* _Text provided_:
-- -- --
Out of 800 Italian human test subjects, those who ingested more spermidine were found to have a 40 per cent lower risk of heart failure.
2016, also known as the Year of Doom™ and widely touted as The Beginning of the End, has one epic silver lining.
Vegans, clean-eaters and doom-mongers have long been espousing the evils of lactose, the high levels of fat and the negative impact of cheese on your skin / arteries / heart / stomach (delete as appropriate).
But the journal Nature Medicine has published new research which suggests that eating cheese might actually help you live longer.
According to the study, published online this month, a compound found in some cheese, known as spermidine, could be the key to longevity.
Initially in the study, spermidine was found to increase the average lifespan of the test mice and rats.
Furthermore, the research suggests that spermidine also boasts cardio-protective properties.
It can actually help reduce thickening of the heart muscles (primarily associated with high blood pressure) and avoid abnormal pumping rhythm (associated with heart failure).
In other words, cheese could actually be really good for your heart, as well as for your lifespan.
Out of 800 Italian human test subjects (a traditional Italian diet features a good quantity of cheese), those who ingested more spermidine were found to have a 40 per cent lower risk of heart failure. They also had lower blood pressure and a reduced risk of cardiovascular disease in general.
Cheesy good news indeed — but we have to specify that spermidine is mostly found in aged cheese, whole grains and mushrooms.
-- -- --
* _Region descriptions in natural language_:

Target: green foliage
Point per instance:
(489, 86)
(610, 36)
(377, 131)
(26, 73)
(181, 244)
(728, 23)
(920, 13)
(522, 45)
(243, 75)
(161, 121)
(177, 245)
-- -- --
* _Directions_:
A. In the cheese article, which journal published the research on spermidine?
B. Write out the cheese article's wording from "Vegans, clean-eaters and" down to "(delete as appropriate).".

* _Written responses_:
A. Nature Medicine

B.
Vegans, clean-eaters and doom-mongers have long been espousing the evils of lactose, the high levels of fat and the negative impact of cheese on your skin / arteries / heart / stomach (delete as appropriate).